--- Aufgabenstellung ---
Übertragen Sie sämtliche Zeilen der folgenden Einträge in eine Markdown-Tabelle mit den Spalten „Nr.“ für die fortlaufende Zeilennummer und „Zeile“ für den Zeilentext. Leere Zeilen werden dabei ausgelassen.

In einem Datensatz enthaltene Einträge
__________
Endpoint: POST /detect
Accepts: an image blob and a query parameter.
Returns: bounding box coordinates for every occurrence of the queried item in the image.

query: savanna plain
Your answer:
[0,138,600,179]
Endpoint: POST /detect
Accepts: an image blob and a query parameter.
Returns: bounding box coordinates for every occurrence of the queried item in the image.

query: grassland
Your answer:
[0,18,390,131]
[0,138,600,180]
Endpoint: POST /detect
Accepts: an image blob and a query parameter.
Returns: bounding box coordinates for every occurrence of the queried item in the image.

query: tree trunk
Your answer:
__________
--- Lösung ---
| Nr. | Zeile |
|---|---|
| 1 | Endpoint: POST /detect |
| 2 | Accepts: an image blob and a query parameter. |
| 3 | Returns: bounding box coordinates for every occurrence of the queried item in the image. |
| 4 | query: savanna plain |
| 5 | Your answer: |
| 6 | [0,138,600,179] |
| 7 | Endpoint: POST /detect |
| 8 | Accepts: an image blob and a query parameter. |
| 9 | Returns: bounding box coordinates for every occurrence of the queried item in the image. |
| 10 | query: grassland |
| 11 | Your answer: |
| 12 | [0,18,390,131] |
| 13 | [0,138,600,180] |
| 14 | Endpoint: POST /detect |
| 15 | Accepts: an image blob and a query parameter. |
| 16 | Returns: bounding box coordinates for every occurrence of the queried item in the image. |
| 17 | query: tree trunk |
| 18 | Your answer: |